◆ 抜粋:
海上保安庁から流出した尖閣衝突事件のビデオに関して国を挙げての大騒動が繰り広げられている。
媚中政権の要と揶揄される菅直人首相と仙石由人官房長官が、中国を刺激しないがために、特定の国会議員に対してのみ限定公開に踏み切ったビデオが、義憤にかられたとされる一人の海上保安官(ハンドルネーム:sengoku38)によってyoutubeにアップロードされ、それが次々に転載(6-1・6-2・6-3・6-4・6-5・6-6)されて、全面公開同様になってしまったからだ。
世論は、国民の英雄を罰するな、あるいは逆に、公務員としてどうなのか、とカンカンガクガクの大騒ぎである。
テレビを始めとするメディアも首謀者とされる海上保安官の周りで騒然と取材を繰り返し、まるで政治家の大疑獄事件なみである。

◆ データの内容:
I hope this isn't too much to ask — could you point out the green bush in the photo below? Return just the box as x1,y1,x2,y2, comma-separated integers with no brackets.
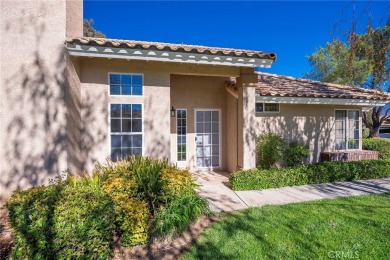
115,198,150,247
363,138,390,159
153,191,208,236
53,177,115,259
257,133,285,169
7,156,208,259
229,159,390,190
283,141,310,167
6,185,62,259
161,168,195,202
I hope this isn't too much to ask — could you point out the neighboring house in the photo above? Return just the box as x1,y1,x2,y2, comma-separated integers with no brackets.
0,0,390,199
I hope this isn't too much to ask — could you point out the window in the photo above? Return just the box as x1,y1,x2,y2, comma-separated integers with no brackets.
255,102,279,113
176,109,187,161
109,73,143,96
335,110,360,150
110,104,142,161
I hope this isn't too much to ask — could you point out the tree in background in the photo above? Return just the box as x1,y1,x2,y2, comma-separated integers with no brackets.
83,19,106,38
305,18,390,137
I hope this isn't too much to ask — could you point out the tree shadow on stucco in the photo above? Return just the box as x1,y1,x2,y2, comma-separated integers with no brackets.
245,108,332,163
0,6,105,201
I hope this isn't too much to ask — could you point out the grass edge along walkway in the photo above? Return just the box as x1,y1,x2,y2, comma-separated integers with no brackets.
184,193,390,259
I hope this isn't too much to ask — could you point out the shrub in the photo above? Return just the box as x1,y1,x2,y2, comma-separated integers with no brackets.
363,138,390,159
229,159,390,190
96,156,173,215
153,191,208,236
103,174,149,247
53,177,115,259
257,133,285,169
115,198,149,247
6,185,62,259
283,141,310,167
102,176,137,202
161,168,195,201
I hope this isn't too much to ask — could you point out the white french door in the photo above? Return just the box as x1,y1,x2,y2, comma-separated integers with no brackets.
195,109,221,168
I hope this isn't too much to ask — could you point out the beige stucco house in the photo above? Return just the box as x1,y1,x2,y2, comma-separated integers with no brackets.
0,0,390,200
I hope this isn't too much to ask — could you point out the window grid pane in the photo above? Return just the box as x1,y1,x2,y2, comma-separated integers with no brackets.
176,109,187,161
335,110,361,150
110,104,142,161
109,74,143,96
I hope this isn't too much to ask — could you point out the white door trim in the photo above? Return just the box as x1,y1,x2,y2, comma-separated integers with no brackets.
194,108,222,170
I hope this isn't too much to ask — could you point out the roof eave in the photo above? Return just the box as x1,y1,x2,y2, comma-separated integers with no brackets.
256,95,390,107
66,43,274,68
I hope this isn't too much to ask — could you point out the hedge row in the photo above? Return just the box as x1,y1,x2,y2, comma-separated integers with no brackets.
229,159,390,190
363,138,390,159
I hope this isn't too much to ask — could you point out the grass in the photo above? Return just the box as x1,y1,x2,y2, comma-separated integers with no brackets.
184,193,390,259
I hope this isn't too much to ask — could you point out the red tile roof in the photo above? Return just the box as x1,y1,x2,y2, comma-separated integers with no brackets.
256,73,390,101
66,37,276,61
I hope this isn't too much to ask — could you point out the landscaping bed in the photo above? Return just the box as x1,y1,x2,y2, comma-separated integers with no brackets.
229,159,390,190
6,157,209,259
183,194,390,259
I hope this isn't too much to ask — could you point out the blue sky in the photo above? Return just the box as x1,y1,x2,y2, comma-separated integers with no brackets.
84,1,390,77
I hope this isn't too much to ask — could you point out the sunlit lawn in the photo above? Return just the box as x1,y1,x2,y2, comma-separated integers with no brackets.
184,194,390,259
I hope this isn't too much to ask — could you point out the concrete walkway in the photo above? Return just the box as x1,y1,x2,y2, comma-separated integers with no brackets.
193,172,390,212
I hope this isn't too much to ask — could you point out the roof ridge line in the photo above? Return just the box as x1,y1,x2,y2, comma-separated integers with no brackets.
255,71,388,95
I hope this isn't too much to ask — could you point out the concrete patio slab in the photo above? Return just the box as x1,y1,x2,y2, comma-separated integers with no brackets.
193,172,248,212
193,172,390,212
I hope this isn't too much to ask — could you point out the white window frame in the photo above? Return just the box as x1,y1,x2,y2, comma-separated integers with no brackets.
255,101,280,114
176,108,188,162
333,108,363,151
107,72,145,97
107,102,145,159
194,108,222,170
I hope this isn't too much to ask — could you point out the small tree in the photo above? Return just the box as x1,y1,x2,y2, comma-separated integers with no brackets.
305,18,390,137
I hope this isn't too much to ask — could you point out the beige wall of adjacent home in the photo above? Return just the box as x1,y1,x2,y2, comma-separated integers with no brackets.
0,0,82,201
244,100,361,168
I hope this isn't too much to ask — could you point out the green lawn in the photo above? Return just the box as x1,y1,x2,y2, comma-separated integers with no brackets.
184,193,390,259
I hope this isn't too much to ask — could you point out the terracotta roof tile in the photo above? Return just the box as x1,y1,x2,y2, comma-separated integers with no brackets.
66,37,276,61
256,73,390,101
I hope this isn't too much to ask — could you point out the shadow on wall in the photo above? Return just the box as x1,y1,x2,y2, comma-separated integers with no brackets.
143,95,171,159
0,6,106,201
0,9,66,197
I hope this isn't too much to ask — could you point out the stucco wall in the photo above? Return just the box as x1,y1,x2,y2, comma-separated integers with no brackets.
224,93,238,172
247,101,361,167
171,75,228,170
0,0,82,201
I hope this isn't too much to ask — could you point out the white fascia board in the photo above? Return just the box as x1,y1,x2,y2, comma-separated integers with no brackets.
66,43,273,68
256,95,390,106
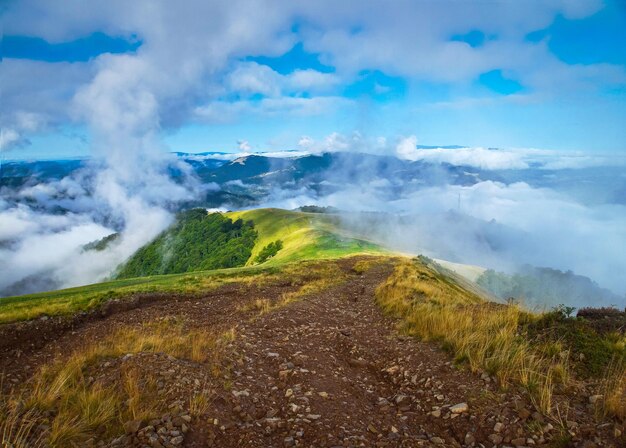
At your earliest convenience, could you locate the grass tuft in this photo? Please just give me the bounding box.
[376,261,568,413]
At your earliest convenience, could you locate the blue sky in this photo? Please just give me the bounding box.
[0,0,626,159]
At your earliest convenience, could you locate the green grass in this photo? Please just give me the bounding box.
[0,266,273,324]
[226,208,380,265]
[0,209,386,324]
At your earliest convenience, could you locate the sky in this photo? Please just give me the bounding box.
[0,0,626,159]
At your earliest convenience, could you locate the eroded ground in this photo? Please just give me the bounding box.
[0,258,623,448]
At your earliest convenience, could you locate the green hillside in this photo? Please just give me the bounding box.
[226,208,386,265]
[116,209,257,279]
[0,209,385,324]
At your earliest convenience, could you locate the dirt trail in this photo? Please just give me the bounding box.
[0,259,618,448]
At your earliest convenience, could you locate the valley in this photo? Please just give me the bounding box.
[0,209,626,448]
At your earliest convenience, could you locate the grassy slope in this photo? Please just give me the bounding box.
[0,209,383,324]
[222,208,386,265]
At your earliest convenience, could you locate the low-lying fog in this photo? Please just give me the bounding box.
[0,144,626,307]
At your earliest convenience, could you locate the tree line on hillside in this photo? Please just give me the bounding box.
[116,209,257,278]
[476,265,623,308]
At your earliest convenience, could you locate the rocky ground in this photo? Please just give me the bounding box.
[0,260,625,448]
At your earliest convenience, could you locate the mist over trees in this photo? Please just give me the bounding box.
[116,209,257,278]
[476,265,624,308]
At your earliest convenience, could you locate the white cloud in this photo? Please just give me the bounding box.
[237,140,252,152]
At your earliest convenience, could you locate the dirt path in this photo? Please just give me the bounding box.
[1,260,617,448]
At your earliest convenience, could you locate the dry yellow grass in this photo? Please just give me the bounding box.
[376,260,568,413]
[601,359,626,421]
[0,318,235,447]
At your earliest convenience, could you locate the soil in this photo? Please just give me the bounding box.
[0,258,626,448]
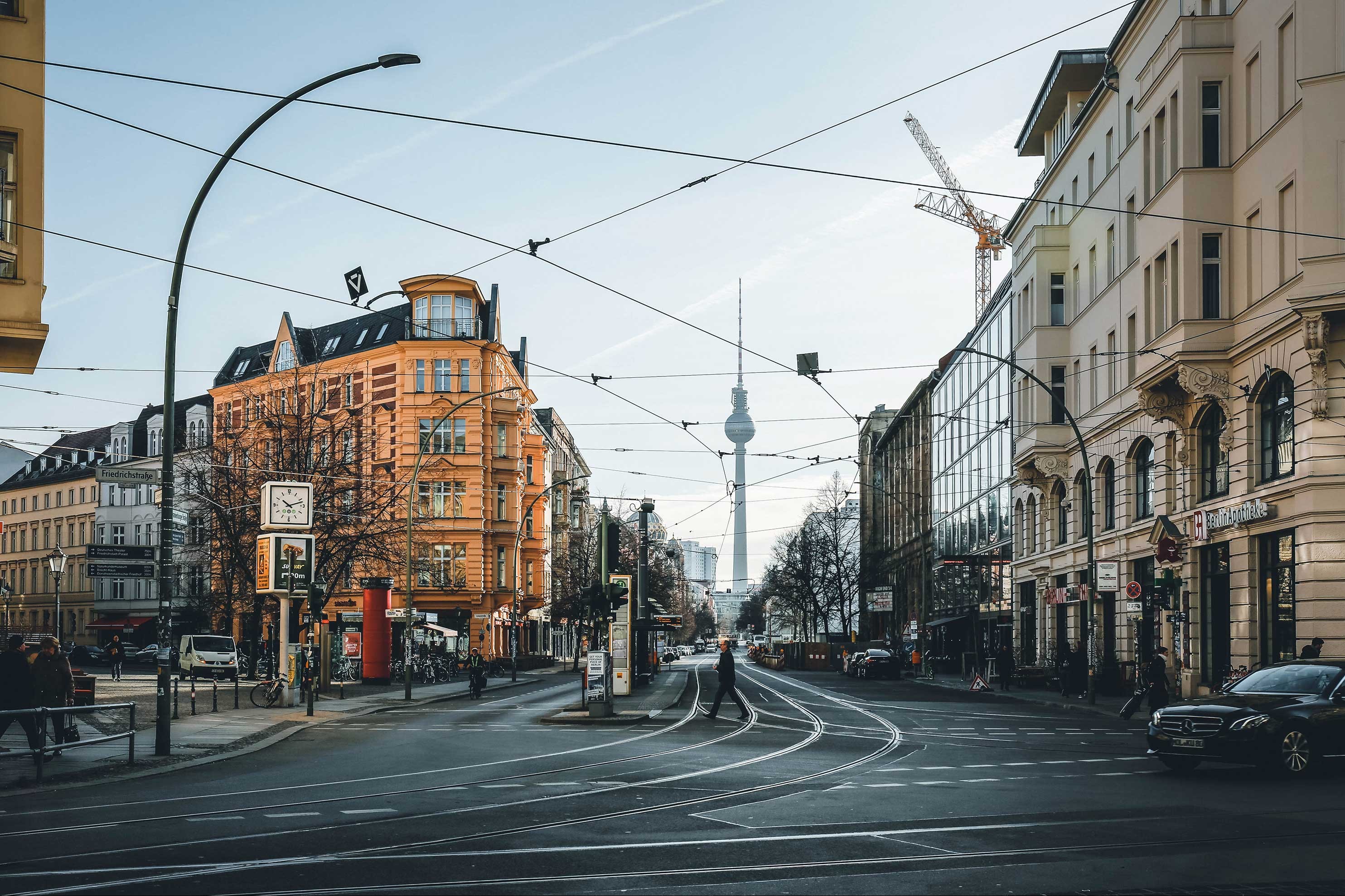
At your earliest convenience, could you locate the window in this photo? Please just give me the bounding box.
[1258,374,1294,482]
[1200,233,1223,320]
[0,133,19,279]
[1050,275,1065,327]
[1050,365,1065,424]
[1102,460,1116,530]
[1200,81,1223,168]
[1134,440,1154,519]
[1277,16,1298,116]
[435,359,453,391]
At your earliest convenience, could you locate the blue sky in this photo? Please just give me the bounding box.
[0,0,1122,576]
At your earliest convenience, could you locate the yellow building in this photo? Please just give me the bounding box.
[210,275,550,655]
[0,426,100,645]
[0,0,47,374]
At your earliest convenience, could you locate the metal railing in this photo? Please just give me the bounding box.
[0,703,136,784]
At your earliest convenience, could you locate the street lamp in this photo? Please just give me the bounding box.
[403,386,523,699]
[47,545,66,650]
[508,476,584,681]
[155,53,420,756]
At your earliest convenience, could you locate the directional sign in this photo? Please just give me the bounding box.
[89,562,155,578]
[85,545,155,562]
[346,268,368,304]
[93,467,163,486]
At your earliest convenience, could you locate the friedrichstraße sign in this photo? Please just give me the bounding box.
[93,467,163,486]
[1192,498,1275,541]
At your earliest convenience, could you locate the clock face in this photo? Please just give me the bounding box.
[269,486,312,526]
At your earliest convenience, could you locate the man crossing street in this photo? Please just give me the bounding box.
[710,638,749,718]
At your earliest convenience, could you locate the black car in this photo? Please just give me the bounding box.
[1149,659,1345,776]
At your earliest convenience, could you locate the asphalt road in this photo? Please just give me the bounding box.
[0,656,1345,893]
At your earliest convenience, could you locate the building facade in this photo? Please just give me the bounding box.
[0,0,47,374]
[210,275,552,655]
[1006,0,1345,694]
[0,426,100,645]
[928,279,1014,666]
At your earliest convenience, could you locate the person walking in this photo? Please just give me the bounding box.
[107,635,126,681]
[0,635,42,752]
[32,635,75,759]
[710,638,749,718]
[995,643,1013,690]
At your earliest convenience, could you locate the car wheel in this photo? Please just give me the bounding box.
[1158,756,1200,774]
[1270,728,1317,776]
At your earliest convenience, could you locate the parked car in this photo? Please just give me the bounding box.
[1149,659,1345,778]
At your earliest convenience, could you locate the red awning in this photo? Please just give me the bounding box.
[85,616,153,630]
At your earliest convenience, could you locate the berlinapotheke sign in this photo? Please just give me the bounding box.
[1192,498,1275,541]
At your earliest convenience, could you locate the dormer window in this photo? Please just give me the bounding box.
[276,339,295,373]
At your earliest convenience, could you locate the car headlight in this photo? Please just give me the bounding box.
[1228,713,1270,731]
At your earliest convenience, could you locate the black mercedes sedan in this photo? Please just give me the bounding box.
[1149,659,1345,776]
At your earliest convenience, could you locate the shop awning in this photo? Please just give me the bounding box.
[85,616,153,630]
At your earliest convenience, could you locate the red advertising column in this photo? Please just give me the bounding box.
[359,578,393,685]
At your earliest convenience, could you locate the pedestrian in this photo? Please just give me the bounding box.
[1298,638,1326,659]
[710,638,749,718]
[107,635,126,681]
[1145,647,1167,714]
[0,635,42,752]
[32,635,75,759]
[995,645,1013,690]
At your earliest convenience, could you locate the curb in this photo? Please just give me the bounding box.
[0,679,534,796]
[538,669,693,725]
[906,678,1119,718]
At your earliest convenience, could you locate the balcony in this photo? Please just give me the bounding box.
[411,318,482,339]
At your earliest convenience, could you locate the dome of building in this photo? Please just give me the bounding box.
[625,511,668,541]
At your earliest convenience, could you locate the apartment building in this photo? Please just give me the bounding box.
[1005,0,1345,694]
[210,275,552,655]
[0,0,47,374]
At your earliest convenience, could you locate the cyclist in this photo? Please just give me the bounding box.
[467,647,485,693]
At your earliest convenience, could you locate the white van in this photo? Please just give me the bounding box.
[178,635,238,678]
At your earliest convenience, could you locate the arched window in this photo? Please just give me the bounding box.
[1055,483,1069,545]
[1102,459,1116,530]
[1258,374,1294,482]
[1134,438,1154,519]
[1197,405,1228,501]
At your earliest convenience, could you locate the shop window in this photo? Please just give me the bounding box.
[1258,374,1294,482]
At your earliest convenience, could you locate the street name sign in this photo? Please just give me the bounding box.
[93,467,163,486]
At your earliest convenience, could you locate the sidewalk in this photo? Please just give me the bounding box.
[0,674,538,795]
[541,669,693,725]
[904,677,1149,718]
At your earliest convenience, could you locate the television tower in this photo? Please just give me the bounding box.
[724,279,756,593]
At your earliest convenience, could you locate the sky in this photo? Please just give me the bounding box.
[0,0,1123,587]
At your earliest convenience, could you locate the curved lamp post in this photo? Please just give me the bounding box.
[510,476,584,681]
[403,386,523,699]
[155,53,420,756]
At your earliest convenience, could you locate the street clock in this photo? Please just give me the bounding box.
[261,482,314,529]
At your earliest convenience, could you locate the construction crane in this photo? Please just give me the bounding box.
[903,112,1006,320]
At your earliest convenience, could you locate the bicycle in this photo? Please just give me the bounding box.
[252,678,286,709]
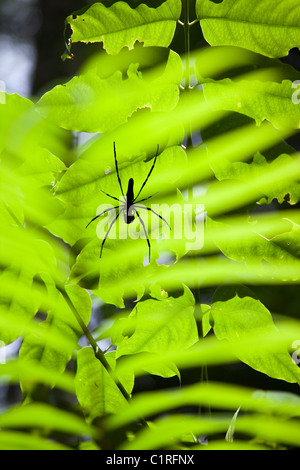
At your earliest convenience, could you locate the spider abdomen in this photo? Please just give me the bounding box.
[124,203,134,224]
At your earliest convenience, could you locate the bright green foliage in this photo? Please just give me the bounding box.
[37,49,182,132]
[0,0,300,451]
[203,78,300,129]
[66,0,181,54]
[211,294,300,383]
[197,0,300,57]
[75,348,133,421]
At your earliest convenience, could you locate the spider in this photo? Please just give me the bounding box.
[86,142,171,263]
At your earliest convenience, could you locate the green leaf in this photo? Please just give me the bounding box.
[36,50,182,132]
[208,218,300,266]
[117,287,198,357]
[66,0,181,54]
[0,403,93,435]
[107,381,300,430]
[75,347,133,422]
[19,279,91,392]
[210,153,300,204]
[0,431,71,450]
[211,295,300,383]
[0,359,75,393]
[196,0,300,57]
[203,78,300,129]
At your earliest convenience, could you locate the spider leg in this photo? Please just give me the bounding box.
[85,207,118,228]
[114,142,125,197]
[136,206,171,230]
[133,145,159,202]
[100,189,119,202]
[136,193,158,204]
[135,209,151,263]
[100,209,123,258]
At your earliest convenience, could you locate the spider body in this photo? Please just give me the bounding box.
[86,142,171,262]
[124,178,135,225]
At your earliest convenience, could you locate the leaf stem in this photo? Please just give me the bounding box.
[57,286,130,401]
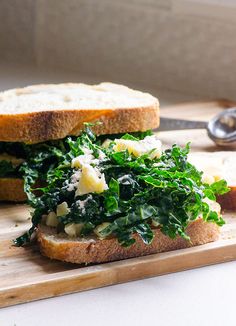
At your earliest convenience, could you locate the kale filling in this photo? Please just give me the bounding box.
[13,126,228,246]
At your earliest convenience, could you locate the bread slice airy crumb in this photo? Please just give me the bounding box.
[0,83,159,143]
[37,218,220,264]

◆ やること:
(a) 抜粋の「海上保安庁から流出した尖閣衝」から「カンガクガクの大騒ぎである。」までを、両端の語句も含めてそのまま返せ。
(b) 抜粋で「転載」の直後の括弧内に並ぶ番号をすべて挙げよ。
データは抜粋とは関係がない。

◆ 解答は以下:
(a)
海上保安庁から流出した尖閣衝突事件のビデオに関して国を挙げての大騒動が繰り広げられている。
媚中政権の要と揶揄される菅直人首相と仙石由人官房長官が、中国を刺激しないがために、特定の国会議員に対してのみ限定公開に踏み切ったビデオが、義憤にかられたとされる一人の海上保安官(ハンドルネーム:sengoku38)によってyoutubeにアップロードされ、それが次々に転載(6-1・6-2・6-3・6-4・6-5・6-6)されて、全面公開同様になってしまったからだ。
世論は、国民の英雄を罰するな、あるいは逆に、公務員としてどうなのか、とカンカンガクガクの大騒ぎである。

(b) 6-1、6-2、6-3、6-4、6-5、6-6